#### [Document passage]
· · · · · · ·

Willingness to Prepare

The other day I had a conversation with a director of sales at a high growth medical device company. I asked her one question. What’s the most important quality in a good sales candidates? She immediately turned it back to me and asked what I thought was most important. I responded, “That the individual should be extremely positive (no one wants to buy from a Negative Nelly), tenacity for improvement, and a clear communicator.”

She agreed with my answer but shed some light on something that sometimes is overlooked. Given the complexity of the industry and the products, she looks for someone who is willing to learn. Someone who doesn’t wait around for what to be told and goes out there to soak up information. One who truly holds their professional development in their own hands and relentlessly works on their craft. So how does a hiring manager determine if candidates have this drive to learn?

They often look at an interviewee’s willingness to prepare. Immediately, I thought of Vince Lombardi.

How much preparation a candidate is willing to do says a lot about the type of worker they might be. How much time are you putting in before your interviews? Did you tailor your resume for this job, cover letter, supporting materials, write out possible questions and answers, research the interviewers, company history, employees, culture, compensation, commute, vacation/benefits etc?

There are tons of ways to prepare for an important interview and it is paramount to put in the time now because it pays dividends. Wondering where to start? Let’s walk through a few ways. Let’s pretend you have already submitted your application, resume, and cover letter. Between that moment and when you have your first round interview here’s the bare minimum, you should be doing.


Online Research

Glassdoor – Can be your best friend when it comes to doing research about your prospective employer. This website gives you a glimpse of compensation expectations, company culture, and you can view comments from current and former employees.

· · · · · · ·

#### [Stored data]

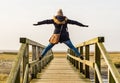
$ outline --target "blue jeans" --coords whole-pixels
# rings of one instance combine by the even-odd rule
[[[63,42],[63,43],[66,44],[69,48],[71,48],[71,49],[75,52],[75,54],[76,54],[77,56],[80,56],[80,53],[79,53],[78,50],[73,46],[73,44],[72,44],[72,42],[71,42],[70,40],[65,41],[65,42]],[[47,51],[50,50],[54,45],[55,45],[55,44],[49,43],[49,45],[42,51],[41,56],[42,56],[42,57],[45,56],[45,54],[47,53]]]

· · · · · · ·

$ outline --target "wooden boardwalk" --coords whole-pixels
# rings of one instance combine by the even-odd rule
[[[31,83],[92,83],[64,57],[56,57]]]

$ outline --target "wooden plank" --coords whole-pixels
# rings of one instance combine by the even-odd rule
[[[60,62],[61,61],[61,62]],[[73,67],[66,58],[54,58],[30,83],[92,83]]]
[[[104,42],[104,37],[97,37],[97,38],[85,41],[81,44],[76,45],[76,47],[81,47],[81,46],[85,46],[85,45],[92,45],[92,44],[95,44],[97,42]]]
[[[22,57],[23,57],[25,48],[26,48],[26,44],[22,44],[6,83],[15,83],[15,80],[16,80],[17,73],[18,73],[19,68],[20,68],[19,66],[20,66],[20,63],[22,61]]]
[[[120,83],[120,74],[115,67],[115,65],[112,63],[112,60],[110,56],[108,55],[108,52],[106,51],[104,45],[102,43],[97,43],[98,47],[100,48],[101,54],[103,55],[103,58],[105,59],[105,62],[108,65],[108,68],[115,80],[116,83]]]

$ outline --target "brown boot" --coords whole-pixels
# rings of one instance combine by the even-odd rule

· · · · · · ·

#### [Instructions to follow]
In the text on preparing for interviews, switch "prospective employer" to "future employer" and write the part again, beginning at the words "Glassdoor – Can" and stopping after "and former employees.".

#### [Exercise solution]
Glassdoor – Can be your best friend when it comes to doing research about your future employer. This website gives you a glimpse of compensation expectations, company culture, and you can view comments from current and former employees.